▶ Data supplied
*-*-*
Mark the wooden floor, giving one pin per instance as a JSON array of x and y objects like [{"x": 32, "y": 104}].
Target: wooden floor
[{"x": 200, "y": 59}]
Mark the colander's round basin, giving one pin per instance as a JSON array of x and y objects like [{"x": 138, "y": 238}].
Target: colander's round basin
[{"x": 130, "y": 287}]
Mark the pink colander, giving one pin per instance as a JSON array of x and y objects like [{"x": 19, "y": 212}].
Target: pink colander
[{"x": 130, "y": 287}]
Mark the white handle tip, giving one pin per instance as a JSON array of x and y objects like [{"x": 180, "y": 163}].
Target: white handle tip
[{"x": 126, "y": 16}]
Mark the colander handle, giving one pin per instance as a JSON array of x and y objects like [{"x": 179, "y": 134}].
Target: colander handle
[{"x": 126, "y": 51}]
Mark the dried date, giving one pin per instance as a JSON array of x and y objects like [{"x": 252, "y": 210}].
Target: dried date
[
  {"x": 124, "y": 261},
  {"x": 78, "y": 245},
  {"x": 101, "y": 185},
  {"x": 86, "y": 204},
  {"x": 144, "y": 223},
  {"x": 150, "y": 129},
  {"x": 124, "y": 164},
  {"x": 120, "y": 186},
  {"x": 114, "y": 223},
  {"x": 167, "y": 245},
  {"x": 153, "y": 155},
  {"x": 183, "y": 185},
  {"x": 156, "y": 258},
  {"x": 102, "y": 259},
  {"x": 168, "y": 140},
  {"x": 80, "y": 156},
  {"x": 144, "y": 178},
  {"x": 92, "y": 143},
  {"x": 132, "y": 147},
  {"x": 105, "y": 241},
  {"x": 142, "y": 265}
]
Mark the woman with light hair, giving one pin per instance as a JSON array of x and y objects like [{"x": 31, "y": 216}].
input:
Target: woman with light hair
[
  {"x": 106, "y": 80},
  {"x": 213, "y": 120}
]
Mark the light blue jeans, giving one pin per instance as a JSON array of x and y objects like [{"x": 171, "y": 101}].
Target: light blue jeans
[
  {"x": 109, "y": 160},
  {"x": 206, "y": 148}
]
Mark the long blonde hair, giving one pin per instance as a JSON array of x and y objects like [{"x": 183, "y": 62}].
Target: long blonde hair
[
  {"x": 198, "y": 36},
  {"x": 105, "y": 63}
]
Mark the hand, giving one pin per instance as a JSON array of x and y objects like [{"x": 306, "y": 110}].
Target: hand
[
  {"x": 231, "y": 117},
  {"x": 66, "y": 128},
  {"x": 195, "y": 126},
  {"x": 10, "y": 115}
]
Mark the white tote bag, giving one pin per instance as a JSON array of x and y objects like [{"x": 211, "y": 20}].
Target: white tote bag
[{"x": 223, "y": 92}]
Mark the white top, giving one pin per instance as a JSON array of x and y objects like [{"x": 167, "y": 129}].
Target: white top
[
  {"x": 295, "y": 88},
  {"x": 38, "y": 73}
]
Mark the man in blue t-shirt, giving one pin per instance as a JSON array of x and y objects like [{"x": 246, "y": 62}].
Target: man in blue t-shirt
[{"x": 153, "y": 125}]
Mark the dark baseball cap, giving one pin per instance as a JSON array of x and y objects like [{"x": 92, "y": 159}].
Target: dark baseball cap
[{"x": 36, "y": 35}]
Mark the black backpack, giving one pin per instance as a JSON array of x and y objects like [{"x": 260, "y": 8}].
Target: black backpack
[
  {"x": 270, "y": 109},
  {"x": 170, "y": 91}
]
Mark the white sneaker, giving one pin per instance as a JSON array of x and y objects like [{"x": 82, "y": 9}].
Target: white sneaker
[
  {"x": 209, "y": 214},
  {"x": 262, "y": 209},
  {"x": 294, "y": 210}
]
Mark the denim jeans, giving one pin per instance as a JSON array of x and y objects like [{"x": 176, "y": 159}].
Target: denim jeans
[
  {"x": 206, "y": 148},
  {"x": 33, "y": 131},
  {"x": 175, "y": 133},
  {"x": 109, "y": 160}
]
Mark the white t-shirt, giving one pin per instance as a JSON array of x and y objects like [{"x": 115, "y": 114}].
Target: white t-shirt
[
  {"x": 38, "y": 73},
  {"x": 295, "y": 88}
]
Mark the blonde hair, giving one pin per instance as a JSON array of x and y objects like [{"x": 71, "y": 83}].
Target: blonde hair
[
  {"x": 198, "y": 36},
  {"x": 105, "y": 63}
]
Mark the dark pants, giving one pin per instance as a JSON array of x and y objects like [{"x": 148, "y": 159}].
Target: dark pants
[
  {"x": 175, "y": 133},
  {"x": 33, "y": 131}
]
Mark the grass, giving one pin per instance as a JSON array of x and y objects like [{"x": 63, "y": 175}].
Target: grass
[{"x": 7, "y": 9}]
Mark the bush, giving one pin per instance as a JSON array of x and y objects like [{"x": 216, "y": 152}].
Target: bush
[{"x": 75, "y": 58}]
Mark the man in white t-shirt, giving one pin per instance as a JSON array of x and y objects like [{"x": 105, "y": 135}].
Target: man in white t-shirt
*-*-*
▶ Your objective
In the records above, locate the line that contains "Mark the white t-shirt, giving". Repeat it and every line after it, exactly, and nothing else.

▶ Result for this exercise
Mark the white t-shirt, giving one pin per instance as a JSON array of x and y objects like [{"x": 115, "y": 114}].
Target: white t-shirt
[
  {"x": 38, "y": 73},
  {"x": 295, "y": 88}
]
Mark the blonde hair, giving one pin per instance as a JSON array of x and y objects like [{"x": 71, "y": 83}].
Target: blonde hair
[
  {"x": 198, "y": 36},
  {"x": 105, "y": 63}
]
Mark the dark pants, giving one pin per instance as a JSON array of x and y objects like [{"x": 148, "y": 159}].
Target: dark pants
[
  {"x": 175, "y": 133},
  {"x": 33, "y": 131}
]
Mark the grass, giving one pin per instance as a JSON array of x and y objects like [{"x": 63, "y": 175}].
Target: grass
[{"x": 7, "y": 9}]
Mark the bush, giving one pin per instance as a JSON array of x and y objects like [{"x": 216, "y": 152}].
Target: bush
[{"x": 75, "y": 58}]
Mark the man in white t-shirt, giving one pin per instance as a JSON array of x and y objects like [{"x": 105, "y": 135}].
Target: man in white t-shirt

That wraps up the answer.